* **SELECTED EXTRACT**:
>>>>>
Gross Savings Rate

Gross Savings Rate is the percentage of your total eligible cloud spend that you have saved through commitment-based discounts such as Reserved Instances, Savings Plans, and Committed Use Discounts.

How It Works

Gross Savings Rate is calculated by dividing the total dollar amount saved through commitments by the on-demand equivalent cost of the same resources. If your workload would have cost $1,000,000 at on-demand rates and your commitments reduced that bill to $650,000, your Gross Savings Rate is 35%. The metric captures savings across all commitment types in scope, giving finance and engineering a single number to track optimization progress. A higher rate means a larger share of your compute spend is covered by discounted pricing.

Why It Matters for Cloud Cost

Without a clear savings rate metric, teams have no reliable way to know whether their commitment strategy is working or falling behind. A low Gross Savings Rate signals that too much spend is still running at expensive on-demand rates. A declining rate over time can indicate that usage is growing faster than commitments are being purchased, or that existing commitments are underutilized and not renewed efficiently. For a VP of Finance, this metric translates directly to budget variance: every percentage point of improvement represents real cost reduction, not just a projected estimate.
<<<<<
* **PROVIDED DATA**:
>>>>>
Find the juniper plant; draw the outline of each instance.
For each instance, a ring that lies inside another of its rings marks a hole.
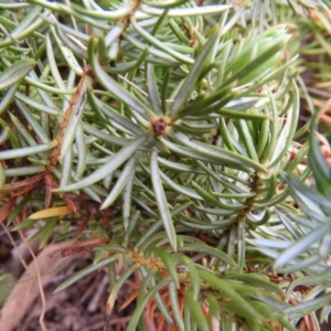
<<<<<
* **WORK INSTRUCTIONS**:
**a)** Please update the Gross Savings Rate entry by writing out the part that opens with the words containing "Gross Savings Rate is the" and closes with "Committed Use Discounts.", with "Savings Plans" changed to "Spot Instances".
**b)** Extend the Gross Savings Rate entry with new text that picks up after its last sentence.

* **REPLIES**:
**a)**
Gross Savings Rate is the percentage of your total eligible cloud spend that you have saved through commitment-based discounts such as Reserved Instances, Spot Instances, and Committed Use Discounts.

**b)**
Key Characteristics

  • Gross Savings Rate is measured as a percentage, making it comparable across months, teams, and cloud providers regardless of absolute spend size.
  • The metric reflects the combined impact of AWS Reserved Instances, AWS Savings Plans, GCP Committed Use Discounts, and Azure Reservations or Azure Savings Plans.
  • Tracking this rate over time reveals whether commitment coverage is keeping pace with infrastructure growth.
  • A rising Gross Savings Rate confirms that new commitment purchases are being absorbed efficiently by actual usage.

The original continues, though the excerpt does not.